-- THE DATA --
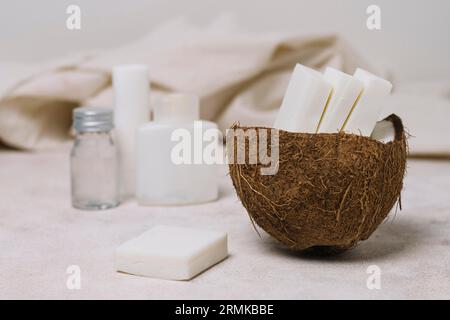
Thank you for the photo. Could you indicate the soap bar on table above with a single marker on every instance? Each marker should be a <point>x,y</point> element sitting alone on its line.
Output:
<point>305,99</point>
<point>346,90</point>
<point>367,110</point>
<point>173,253</point>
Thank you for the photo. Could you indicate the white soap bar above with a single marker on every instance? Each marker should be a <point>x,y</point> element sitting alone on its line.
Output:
<point>305,99</point>
<point>346,90</point>
<point>367,110</point>
<point>173,253</point>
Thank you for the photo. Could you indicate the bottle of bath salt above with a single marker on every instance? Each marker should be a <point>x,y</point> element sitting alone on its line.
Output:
<point>172,167</point>
<point>94,160</point>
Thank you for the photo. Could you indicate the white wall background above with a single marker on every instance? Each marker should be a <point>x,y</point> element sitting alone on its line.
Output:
<point>414,41</point>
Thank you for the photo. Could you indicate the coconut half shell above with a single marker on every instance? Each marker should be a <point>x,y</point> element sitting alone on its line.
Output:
<point>331,190</point>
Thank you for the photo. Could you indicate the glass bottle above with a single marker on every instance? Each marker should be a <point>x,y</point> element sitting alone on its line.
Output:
<point>94,160</point>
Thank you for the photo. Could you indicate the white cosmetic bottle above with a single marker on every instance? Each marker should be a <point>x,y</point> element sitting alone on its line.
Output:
<point>171,168</point>
<point>131,110</point>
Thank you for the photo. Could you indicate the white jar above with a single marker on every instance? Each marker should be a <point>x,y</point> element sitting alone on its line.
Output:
<point>163,177</point>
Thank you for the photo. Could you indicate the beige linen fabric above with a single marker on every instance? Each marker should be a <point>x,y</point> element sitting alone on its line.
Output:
<point>239,76</point>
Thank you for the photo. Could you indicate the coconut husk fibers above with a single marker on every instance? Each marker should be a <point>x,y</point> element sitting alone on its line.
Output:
<point>330,191</point>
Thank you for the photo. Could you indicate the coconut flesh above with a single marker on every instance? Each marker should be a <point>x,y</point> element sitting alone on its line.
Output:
<point>331,190</point>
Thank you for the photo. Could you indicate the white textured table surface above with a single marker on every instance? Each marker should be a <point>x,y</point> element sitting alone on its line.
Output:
<point>41,235</point>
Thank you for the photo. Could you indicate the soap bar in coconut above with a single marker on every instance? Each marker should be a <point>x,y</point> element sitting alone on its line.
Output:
<point>367,110</point>
<point>173,253</point>
<point>331,190</point>
<point>305,99</point>
<point>346,90</point>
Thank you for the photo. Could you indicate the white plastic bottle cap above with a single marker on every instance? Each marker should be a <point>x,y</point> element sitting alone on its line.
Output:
<point>176,108</point>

-- WHAT YOU NEED TO DO --
Each record above must be retyped exactly, minus its pictures.

-- SOLUTION --
Thank you for the photo. Could you indicate the soap bar on table above with a single marker on every instance? Each marker should be a <point>x,y</point> element sitting alone on its line.
Output:
<point>305,99</point>
<point>346,90</point>
<point>367,110</point>
<point>173,253</point>
Thank you for the photo. Could you indicate the white soap bar above with a single marker on every instance? Each marker should be a <point>x,y</point> element sitting alone on its line.
Output:
<point>305,99</point>
<point>346,90</point>
<point>367,110</point>
<point>173,253</point>
Thank you for the photo. Could you indicate the bottle of bath salt above with a single marker on every instance? Each marker should be a <point>x,y</point> element sitting alone on its line.
Output:
<point>172,167</point>
<point>94,160</point>
Thank you for the photo. Could you indicate the white wall background above with a single marker on every instance? Each marker should be a <point>x,y</point> element sitting alone on its line.
Output:
<point>414,41</point>
Thank you for the photo. Could you indicate the coconut half shell above with a single marker on every instance? Each marker should be a <point>x,y</point> element sitting alone on its line.
Output:
<point>331,190</point>
Thank you for the photo. Could you indicate the glass bottle above with a single marker on every instance? Each marker should be a <point>x,y</point> element sitting alone on its line.
Output:
<point>94,160</point>
Thank you for the photo. Could you indicate the white cosmetic bottle above with a single marker on every instance? Each marker should be a <point>x,y</point> element sitting alone on its line.
Output:
<point>171,168</point>
<point>131,110</point>
Thank you for the photo. Could you indicate the white jar above with a single marker on every instance? Each marker should be a <point>x,y</point> element sitting alone on its line.
Output:
<point>163,177</point>
Thank you for the photo. Could you indicate the beige linen fabric above with a single marker on every instance? Each marker should be a <point>x,y</point> element sitting alone on its line.
Output:
<point>239,76</point>
Thank you for the photo. Could you indicate the coconut husk fibers above with a single marker on every instance? Each marker should be a <point>x,y</point> element sitting alone on its line.
Output:
<point>330,191</point>
Thank you for the photo. Could you indicate the coconut flesh above with a single marker on every instance? Each marker should be a <point>x,y</point> element sitting alone on its line.
Output:
<point>331,190</point>
Thank you for the photo. Could you indicate the white textured table surface above with a single marker on every instance? Each marker should be a <point>x,y</point> element sitting alone on its line.
Output:
<point>41,235</point>
Thank you for the photo. Could you indicate the soap bar in coconut above with a single marker on every instance? Each marker should be a <point>x,y</point> element sitting alone on its line.
Output:
<point>367,110</point>
<point>173,253</point>
<point>331,190</point>
<point>305,99</point>
<point>346,90</point>
Thank you for the photo. Could you indicate the white plastic bottle cap above with a single marker on every instance? Each marker should be a <point>x,y</point> element sitting alone on its line.
Output:
<point>176,108</point>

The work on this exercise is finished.